- [Exercise prompt]
Reproduce the lines of the entries below, from the line with "Practice step: find the arabic" up to and including the line with "(1123, 205)", keeping every character the same.
__________
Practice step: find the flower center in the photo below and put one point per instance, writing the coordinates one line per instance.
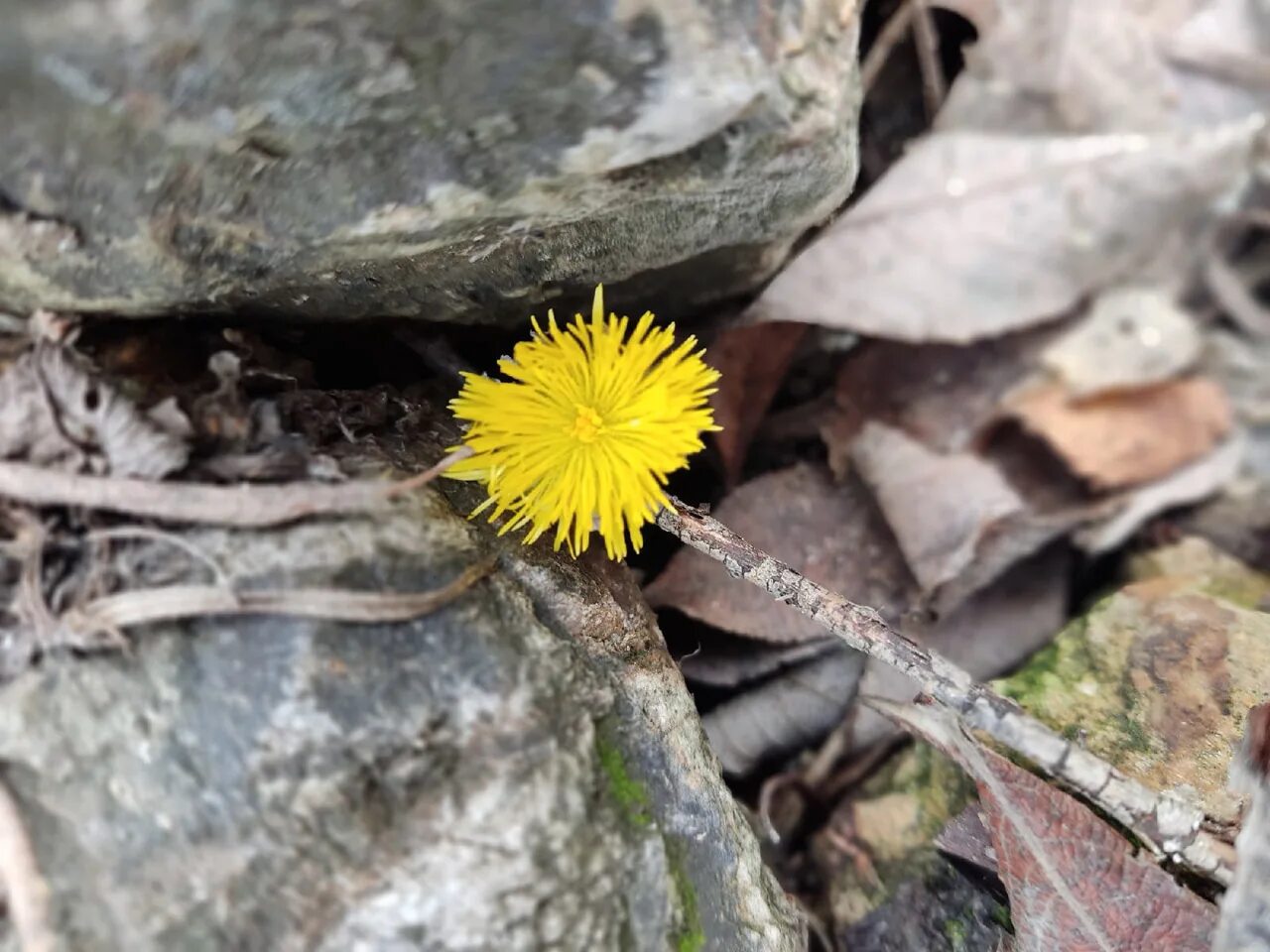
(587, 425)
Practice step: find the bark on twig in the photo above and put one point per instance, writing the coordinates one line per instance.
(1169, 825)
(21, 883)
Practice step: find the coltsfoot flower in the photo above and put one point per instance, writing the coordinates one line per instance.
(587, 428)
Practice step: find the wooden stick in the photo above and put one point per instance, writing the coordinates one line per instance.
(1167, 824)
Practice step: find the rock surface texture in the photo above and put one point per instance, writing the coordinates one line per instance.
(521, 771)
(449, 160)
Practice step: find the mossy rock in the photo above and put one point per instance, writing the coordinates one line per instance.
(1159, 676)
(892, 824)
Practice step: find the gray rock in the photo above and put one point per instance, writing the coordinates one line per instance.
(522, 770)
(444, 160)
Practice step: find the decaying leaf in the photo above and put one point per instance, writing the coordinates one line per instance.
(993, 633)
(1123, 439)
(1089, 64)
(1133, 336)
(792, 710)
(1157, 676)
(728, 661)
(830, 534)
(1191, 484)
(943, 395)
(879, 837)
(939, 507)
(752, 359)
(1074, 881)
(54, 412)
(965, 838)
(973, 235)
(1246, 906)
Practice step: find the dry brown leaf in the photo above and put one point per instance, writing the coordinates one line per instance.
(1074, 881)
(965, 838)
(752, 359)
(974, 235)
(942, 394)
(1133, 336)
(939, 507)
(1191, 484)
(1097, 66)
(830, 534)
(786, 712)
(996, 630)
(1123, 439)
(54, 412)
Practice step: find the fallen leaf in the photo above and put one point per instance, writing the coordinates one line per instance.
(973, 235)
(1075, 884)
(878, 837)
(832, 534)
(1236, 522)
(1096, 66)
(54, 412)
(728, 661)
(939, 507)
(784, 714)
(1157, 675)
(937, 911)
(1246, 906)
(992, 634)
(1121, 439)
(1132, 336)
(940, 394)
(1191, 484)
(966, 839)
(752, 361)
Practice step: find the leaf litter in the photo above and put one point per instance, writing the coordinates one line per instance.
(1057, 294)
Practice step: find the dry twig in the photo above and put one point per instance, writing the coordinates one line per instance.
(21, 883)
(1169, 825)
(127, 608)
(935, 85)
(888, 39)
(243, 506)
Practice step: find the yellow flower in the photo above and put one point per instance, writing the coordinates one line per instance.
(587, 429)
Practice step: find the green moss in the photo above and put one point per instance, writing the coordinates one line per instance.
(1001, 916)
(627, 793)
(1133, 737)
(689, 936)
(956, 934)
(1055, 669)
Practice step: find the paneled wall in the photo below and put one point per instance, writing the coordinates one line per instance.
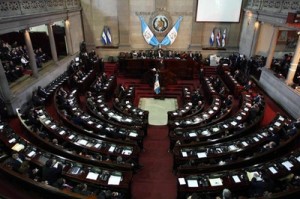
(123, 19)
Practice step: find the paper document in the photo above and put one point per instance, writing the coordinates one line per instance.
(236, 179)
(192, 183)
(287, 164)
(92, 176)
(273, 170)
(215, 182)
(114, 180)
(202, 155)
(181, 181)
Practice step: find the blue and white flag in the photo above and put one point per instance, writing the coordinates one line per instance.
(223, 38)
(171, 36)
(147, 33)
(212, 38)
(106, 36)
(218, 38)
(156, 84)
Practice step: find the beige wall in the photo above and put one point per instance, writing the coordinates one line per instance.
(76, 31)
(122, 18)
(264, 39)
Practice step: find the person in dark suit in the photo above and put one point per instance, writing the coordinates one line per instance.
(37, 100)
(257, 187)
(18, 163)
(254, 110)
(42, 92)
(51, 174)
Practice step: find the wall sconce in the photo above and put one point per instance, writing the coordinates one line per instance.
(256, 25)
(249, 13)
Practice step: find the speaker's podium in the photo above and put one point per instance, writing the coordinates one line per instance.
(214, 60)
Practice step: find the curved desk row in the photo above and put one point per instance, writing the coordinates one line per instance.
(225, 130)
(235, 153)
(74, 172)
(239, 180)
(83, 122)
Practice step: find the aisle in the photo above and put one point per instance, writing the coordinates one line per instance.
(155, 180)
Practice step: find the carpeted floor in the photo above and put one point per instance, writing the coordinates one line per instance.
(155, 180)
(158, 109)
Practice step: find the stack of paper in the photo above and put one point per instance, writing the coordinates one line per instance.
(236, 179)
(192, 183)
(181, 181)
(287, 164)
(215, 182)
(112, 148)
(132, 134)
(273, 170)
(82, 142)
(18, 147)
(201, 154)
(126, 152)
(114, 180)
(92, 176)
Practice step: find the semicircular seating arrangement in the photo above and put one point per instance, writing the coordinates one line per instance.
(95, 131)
__________
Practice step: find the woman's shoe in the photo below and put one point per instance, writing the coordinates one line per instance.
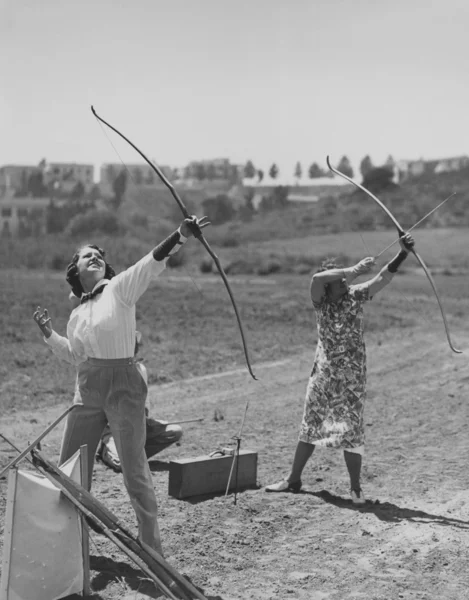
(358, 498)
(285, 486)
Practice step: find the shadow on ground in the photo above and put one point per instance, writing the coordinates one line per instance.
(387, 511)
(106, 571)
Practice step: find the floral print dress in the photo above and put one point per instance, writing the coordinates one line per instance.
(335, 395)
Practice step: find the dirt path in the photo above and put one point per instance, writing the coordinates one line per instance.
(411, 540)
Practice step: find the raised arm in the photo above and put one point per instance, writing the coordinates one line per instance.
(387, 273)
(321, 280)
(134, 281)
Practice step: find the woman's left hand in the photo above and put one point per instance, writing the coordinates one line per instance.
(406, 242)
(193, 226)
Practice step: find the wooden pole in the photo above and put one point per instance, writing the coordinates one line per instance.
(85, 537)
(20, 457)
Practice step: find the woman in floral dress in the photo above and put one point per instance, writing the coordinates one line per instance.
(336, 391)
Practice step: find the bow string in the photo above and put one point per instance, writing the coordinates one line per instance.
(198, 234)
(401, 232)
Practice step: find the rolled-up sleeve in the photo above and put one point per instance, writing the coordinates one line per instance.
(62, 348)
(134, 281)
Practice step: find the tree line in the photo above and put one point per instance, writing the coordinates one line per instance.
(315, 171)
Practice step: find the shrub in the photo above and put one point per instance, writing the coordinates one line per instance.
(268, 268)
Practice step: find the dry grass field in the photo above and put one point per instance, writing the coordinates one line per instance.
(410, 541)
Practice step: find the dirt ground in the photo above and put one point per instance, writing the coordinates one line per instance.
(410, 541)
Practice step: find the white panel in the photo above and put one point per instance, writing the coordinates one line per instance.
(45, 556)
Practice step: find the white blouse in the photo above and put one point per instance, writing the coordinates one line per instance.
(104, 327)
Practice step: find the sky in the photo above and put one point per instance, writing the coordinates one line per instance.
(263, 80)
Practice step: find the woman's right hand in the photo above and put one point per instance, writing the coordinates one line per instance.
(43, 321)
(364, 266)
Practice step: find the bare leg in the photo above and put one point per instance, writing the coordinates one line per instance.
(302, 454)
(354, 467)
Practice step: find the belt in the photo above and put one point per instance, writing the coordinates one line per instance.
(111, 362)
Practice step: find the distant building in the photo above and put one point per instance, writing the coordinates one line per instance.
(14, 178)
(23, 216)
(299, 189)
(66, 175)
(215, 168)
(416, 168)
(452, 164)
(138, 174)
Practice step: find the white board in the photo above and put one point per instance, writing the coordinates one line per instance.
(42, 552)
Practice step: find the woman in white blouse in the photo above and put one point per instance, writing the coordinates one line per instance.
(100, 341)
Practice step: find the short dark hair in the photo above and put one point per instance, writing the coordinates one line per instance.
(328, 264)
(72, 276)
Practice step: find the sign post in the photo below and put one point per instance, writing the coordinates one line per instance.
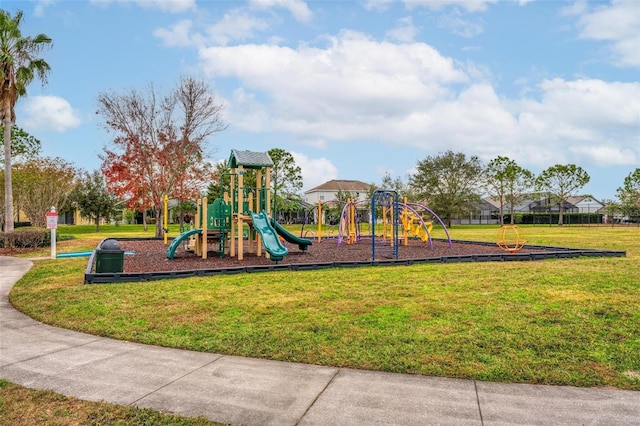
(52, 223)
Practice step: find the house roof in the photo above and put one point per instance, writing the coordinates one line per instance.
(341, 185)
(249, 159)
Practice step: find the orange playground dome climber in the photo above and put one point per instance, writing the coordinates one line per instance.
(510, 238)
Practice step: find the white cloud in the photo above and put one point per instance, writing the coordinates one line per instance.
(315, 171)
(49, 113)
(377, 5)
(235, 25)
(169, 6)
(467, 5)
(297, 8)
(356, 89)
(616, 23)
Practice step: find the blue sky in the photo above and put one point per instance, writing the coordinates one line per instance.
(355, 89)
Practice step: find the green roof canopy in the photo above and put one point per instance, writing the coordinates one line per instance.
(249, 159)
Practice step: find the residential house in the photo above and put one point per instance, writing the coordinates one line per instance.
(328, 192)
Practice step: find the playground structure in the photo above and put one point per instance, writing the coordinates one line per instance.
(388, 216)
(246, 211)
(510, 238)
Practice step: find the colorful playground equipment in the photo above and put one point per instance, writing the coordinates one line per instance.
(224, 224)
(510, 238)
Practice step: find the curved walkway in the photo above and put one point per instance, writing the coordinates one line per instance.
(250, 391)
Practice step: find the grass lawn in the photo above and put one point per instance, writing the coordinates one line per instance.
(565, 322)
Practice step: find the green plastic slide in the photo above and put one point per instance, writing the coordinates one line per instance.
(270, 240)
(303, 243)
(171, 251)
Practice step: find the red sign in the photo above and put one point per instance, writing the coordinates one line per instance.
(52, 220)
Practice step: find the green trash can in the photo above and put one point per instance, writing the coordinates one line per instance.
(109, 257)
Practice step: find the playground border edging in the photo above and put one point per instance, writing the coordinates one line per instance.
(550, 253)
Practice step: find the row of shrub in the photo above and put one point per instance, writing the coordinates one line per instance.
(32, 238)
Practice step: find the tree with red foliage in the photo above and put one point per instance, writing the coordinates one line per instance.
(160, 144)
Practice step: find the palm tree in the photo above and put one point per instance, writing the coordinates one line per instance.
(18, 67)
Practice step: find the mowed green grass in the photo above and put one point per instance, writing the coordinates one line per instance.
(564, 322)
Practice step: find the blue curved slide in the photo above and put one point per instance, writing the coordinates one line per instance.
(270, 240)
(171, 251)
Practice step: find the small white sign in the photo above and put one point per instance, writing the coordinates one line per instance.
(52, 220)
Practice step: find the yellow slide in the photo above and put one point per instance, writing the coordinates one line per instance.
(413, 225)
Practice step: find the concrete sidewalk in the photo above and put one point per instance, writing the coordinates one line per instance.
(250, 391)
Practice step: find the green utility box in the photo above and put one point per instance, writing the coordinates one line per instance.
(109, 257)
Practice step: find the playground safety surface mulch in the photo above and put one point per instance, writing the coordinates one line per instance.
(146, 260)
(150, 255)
__________
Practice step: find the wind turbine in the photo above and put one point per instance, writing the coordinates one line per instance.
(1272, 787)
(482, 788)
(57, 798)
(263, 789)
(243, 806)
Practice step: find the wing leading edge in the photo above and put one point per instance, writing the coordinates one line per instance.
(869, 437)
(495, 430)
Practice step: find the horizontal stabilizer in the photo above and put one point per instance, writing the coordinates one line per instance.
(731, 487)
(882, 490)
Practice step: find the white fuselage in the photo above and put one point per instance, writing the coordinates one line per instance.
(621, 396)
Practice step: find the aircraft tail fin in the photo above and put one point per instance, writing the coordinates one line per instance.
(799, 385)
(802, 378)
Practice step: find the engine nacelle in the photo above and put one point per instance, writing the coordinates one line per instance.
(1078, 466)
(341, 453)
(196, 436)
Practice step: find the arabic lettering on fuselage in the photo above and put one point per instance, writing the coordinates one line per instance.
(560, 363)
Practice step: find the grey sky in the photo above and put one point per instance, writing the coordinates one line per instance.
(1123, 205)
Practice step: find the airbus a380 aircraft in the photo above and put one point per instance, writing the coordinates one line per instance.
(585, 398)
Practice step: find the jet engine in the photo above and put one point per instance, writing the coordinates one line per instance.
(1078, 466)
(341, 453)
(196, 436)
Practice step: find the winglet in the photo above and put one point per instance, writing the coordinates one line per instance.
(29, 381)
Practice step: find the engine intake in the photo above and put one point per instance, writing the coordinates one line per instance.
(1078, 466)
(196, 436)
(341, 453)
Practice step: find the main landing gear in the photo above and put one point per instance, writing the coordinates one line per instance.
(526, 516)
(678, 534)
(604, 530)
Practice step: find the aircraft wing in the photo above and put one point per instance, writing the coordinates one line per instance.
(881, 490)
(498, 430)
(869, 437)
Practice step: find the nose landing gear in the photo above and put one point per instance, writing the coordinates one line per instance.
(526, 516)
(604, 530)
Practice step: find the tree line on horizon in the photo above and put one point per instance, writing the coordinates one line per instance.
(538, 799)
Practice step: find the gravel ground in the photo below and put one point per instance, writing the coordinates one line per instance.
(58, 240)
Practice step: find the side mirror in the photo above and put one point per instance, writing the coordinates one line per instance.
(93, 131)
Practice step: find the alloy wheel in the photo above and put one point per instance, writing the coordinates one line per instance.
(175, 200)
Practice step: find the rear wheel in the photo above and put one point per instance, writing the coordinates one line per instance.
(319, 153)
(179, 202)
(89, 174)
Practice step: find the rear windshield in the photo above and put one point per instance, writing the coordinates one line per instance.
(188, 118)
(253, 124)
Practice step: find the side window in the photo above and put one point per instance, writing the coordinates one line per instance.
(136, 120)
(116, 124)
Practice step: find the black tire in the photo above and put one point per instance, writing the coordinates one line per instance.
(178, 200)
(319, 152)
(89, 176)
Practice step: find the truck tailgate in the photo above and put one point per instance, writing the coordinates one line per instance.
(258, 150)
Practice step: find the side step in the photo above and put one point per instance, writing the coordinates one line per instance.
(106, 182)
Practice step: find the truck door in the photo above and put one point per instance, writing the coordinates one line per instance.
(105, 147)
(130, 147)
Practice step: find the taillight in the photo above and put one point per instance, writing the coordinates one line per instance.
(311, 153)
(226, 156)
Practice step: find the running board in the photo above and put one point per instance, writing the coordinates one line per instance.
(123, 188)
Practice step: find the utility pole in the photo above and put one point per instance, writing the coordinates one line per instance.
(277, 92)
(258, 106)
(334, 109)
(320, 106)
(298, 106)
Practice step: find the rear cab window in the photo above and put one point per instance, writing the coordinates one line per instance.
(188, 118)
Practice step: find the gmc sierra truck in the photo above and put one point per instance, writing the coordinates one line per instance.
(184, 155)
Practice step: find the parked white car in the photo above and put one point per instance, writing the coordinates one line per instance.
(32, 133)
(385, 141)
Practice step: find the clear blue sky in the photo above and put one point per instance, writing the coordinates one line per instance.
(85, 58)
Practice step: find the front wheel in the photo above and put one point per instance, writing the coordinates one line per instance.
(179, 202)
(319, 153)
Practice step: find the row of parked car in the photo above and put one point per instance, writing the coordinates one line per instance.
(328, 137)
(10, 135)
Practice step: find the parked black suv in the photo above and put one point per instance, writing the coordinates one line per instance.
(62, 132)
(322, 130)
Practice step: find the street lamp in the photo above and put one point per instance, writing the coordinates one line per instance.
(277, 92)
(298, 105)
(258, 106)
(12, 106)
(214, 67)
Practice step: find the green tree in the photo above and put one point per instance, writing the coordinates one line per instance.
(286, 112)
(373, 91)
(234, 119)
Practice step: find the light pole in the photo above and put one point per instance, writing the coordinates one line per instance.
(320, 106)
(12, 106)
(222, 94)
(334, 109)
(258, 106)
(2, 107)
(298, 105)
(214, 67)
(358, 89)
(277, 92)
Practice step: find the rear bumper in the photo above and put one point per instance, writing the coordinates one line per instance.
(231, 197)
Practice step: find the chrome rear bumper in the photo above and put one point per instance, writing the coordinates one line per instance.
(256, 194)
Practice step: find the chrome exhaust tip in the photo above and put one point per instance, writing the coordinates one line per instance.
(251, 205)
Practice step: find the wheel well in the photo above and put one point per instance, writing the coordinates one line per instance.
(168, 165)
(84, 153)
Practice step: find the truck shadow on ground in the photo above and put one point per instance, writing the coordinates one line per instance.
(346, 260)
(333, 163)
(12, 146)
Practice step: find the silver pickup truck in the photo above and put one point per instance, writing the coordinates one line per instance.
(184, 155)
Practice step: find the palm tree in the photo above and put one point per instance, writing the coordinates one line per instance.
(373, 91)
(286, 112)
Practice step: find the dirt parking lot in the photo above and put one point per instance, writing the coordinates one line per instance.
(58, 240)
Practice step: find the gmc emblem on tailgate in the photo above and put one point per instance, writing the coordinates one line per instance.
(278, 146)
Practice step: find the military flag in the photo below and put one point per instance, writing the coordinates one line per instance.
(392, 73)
__________
- [Task solution]
Practice step: find the arabic lettering on fuselage in the photo above and put one point per instance, writing the coordinates one line per instance.
(560, 363)
Practice step: find the grey sky in the photo above and put one point per instance, writing the coordinates one line per instance.
(1123, 205)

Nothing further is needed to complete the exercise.